Antonio Basagoiti Pastor (born 25 October 1969) is a Spanish banker and former politician of the People's Party (PP). He was a member of Bilbao City Council from 1995 to 2008, a member of the Basque Parliament from 2009 to 2013, and president of the People's Party of the Basque Country from 2008 to 2013. He then left politics and moved to Mexico to resume his banking career.

==Early life==
Basagoiti was born in Madrid. His father Antonio Basagoiti García-Tuñón was president of the bank Banesto, and his great-great-grandfather Antonio Basagoiti Arteta was a Basque who founded the Banco Hispano Americano. At age one, Basagoiti relocated to Getxo in the Basque Country, and moved out at age seven due to family reasons. He returned to the region for his law degree at the University of Deusto.

# Dataset content:

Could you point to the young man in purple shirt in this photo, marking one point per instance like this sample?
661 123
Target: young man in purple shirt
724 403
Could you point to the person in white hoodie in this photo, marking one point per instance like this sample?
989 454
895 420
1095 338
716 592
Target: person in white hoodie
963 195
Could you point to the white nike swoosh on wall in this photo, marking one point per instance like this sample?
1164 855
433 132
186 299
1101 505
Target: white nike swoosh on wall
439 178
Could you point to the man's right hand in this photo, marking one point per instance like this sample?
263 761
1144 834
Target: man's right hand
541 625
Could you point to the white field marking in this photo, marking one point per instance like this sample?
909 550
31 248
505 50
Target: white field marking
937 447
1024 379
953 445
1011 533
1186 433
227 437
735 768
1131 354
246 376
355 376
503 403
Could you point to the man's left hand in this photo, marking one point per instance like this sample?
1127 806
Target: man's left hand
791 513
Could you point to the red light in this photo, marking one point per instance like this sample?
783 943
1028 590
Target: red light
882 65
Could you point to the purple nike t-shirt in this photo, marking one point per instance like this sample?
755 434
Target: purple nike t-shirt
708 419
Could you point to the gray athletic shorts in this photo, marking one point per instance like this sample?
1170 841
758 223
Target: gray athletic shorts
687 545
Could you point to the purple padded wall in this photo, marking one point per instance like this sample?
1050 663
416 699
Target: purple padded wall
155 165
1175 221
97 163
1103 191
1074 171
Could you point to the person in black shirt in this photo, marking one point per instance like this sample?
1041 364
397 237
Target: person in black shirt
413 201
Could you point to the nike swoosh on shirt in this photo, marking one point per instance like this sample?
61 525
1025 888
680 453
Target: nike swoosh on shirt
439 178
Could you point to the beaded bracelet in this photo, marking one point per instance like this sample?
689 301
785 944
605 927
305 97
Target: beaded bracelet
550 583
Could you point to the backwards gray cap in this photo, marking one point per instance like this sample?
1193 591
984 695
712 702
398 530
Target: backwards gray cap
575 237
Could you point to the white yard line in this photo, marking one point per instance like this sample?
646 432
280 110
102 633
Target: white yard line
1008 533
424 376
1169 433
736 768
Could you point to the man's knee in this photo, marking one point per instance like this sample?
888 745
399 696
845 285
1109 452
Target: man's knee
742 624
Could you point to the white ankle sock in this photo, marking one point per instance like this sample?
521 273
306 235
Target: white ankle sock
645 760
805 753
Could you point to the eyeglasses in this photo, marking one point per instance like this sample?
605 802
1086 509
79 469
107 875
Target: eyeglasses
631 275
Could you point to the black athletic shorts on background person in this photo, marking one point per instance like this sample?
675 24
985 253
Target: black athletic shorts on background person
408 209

# Assignment:
Reproduce the passage on Antonio Basagoiti word for word, between "Antonio Basagoiti Pastor" and "University of Deusto.", inclusive.

# Your response:
Antonio Basagoiti Pastor (born 25 October 1969) is a Spanish banker and former politician of the People's Party (PP). He was a member of Bilbao City Council from 1995 to 2008, a member of the Basque Parliament from 2009 to 2013, and president of the People's Party of the Basque Country from 2008 to 2013. He then left politics and moved to Mexico to resume his banking career.

==Early life==
Basagoiti was born in Madrid. His father Antonio Basagoiti García-Tuñón was president of the bank Banesto, and his great-great-grandfather Antonio Basagoiti Arteta was a Basque who founded the Banco Hispano Americano. At age one, Basagoiti relocated to Getxo in the Basque Country, and moved out at age seven due to family reasons. He returned to the region for his law degree at the University of Deusto.